Teks yang Ditampilkan >>
Di sebuah restoran, seekor kecoa tiba-tiba terbang dari suatu tempat dan mendarat di seorang wanita.
Dia mulai berteriak ketakutan.
Dengan wajah yang panik dan suara gemetar, dia mulai melompat, dengan kedua tangannya berusaha keras untuk menyingkirkan kecoa tersebut.
Reaksinya menular, karena semua orang di kelompoknya juga menjadi panik.
Wanita itu akhirnya berhasil mendorong kecoa tersebut pergi tapi… Kecoa itu mendarat di pundak wanita lain.
Sekarang, giliran wanita lain tersebut yang melanjutkan drama.
Seorang pelayan wanita bergegas ke depan untuk menyelamatkan mereka.
Saat yang bersamaan, kecoa tersebut terbang dan berpindah ke pelayan wanita tersebut.
Pelayan wanita berdiri diam, menenangkan diri dan mengamati perilaku kecoa yang baru saja menempel di kemejanya itu.
Saat sudah cukup percaya diri, dia meraih kecoa tersebut dengan jari-jarinya dan melemparkan keluar restoran.
Sundar Pichai memperhatikan semua kejadian itu sambil menyeruput kopinya. Pichai mulai bertanya-tanya dalam hati, Siapa yang bertanggung jawab atas kegaduhan yang baru saja terjadi itu?
Apakah si kecoa? Atau para wanita tersebut?
Jika memang kecoa yang salah, mengapa pelayan wanita itu tidak terganggu dan tidak bertindak heboh seperti kedua wanita tamu restoran itu? Bahkan pelayan wanita itu dengan cukup percaya diri menyelesaikan kegaduhan yang terjadi dengan baik.
Berarti kecoa tidak salah, tapi karena respon yang diberikan para wanita itu yang menentukan. Respon kedua wanita tamu restoran yang langsung membuat suasana menjadi kacau.
Kecoa itu memang menjijikkan. Tapi ia akan tetap seperti itu selamanya. Akan menjadi tantangan luar biasa besar untuk merubah kecoa menjadi lucu dan menggemaskan.
Begitupun juga dengan masalah.

Yang Harus Dikerjakan >>
(1) Kutip bagian kisah kecoa di restoran yang terletak antara "Pelayan wanita berdiri" dan "terjadi dengan baik.", termasuk kedua ujungnya.
(2) Menurut kisah kecoa di restoran, apa yang dilakukan pelayan wanita terhadap kecoa itu setelah merasa cukup percaya diri?
(3) Teruskan kisah kecoa di restoran, dimulai tepat sesudah kalimat terakhirnya.
Materi sesudah teks ini tidak dipakai untuk mengerjakan apa pun.

Entri Data >>
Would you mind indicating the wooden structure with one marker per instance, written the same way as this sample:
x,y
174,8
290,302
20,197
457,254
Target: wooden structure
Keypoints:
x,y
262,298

Jawaban Per Tugas >>
(1)
Pelayan wanita berdiri diam, menenangkan diri dan mengamati perilaku kecoa yang baru saja menempel di kemejanya itu.
Saat sudah cukup percaya diri, dia meraih kecoa tersebut dengan jari-jarinya dan melemparkan keluar restoran.
Sundar Pichai memperhatikan semua kejadian itu sambil menyeruput kopinya. Pichai mulai bertanya-tanya dalam hati, Siapa yang bertanggung jawab atas kegaduhan yang baru saja terjadi itu?
Apakah si kecoa? Atau para wanita tersebut?
Jika memang kecoa yang salah, mengapa pelayan wanita itu tidak terganggu dan tidak bertindak heboh seperti kedua wanita tamu restoran itu? Bahkan pelayan wanita itu dengan cukup percaya diri menyelesaikan kegaduhan yang terjadi dengan baik.

(2) Dia meraih kecoa tersebut dengan jari-jarinya dan melemparkannya keluar restoran.

(3)
Macet di jalan, teman kerja yang berkhianat, bos yang sok kuasa, bawahan yang tidak menurut, target yang kelihatannya sulit dicapai, deadline pekerjaan yang ketat, customer yang sangat cerewet, tetangga rumah yang mengganggu dan sebagainya.
Sampai kapanpun semua masalah itu tidak akan pernah menyenangkan.
Tapi, sejatinya bukan itu yang membuat semuanya kacau. Ketidakmampuan kita untuk menghadapinya yang membuatnya demikian.
Yang mengganggu wanita itu bukanlah kecoa, tapi ketidakmampuan wanita itu untuk mengatasi gangguan yang disebabkannya.
Pichai menyadari bahwa bukanlah teriakan orang tua atau atasannya atau bahkan istrinya yang mengganggu dirinya, tapi ketidamampuan dirinya untuk menangani gangguan yang disebabkan oleh teriakan tersebut.
Jadi, apa yang bisa Anda pelajari dari kisah ini?
Para wanita tamu restoran itu berekasi, sedangkan pelayan wanita itu merespon.
Reaksi lebih bersifat refleks dan naluriah, sedangkan respon itu sendiri merupakan reaksi yang sudah melewati fase berfikir.
Orang yang BAHAGIA itu bukan karena hidupnya tidak pernah menghadapi masalah dan semuanya sesuai dengan keinginannya.
Orang yang BAHAGIA itu karena mampu membuat RESPON, menanggapi keadaan dengan terlebih dahulu dengan berfikir.
Jadi, masalah tetap akan menjadi masalah. RESPON kita terhadapnyalah yang akan menentukan apakah akan tetap menjadi masalah atau akan selesai.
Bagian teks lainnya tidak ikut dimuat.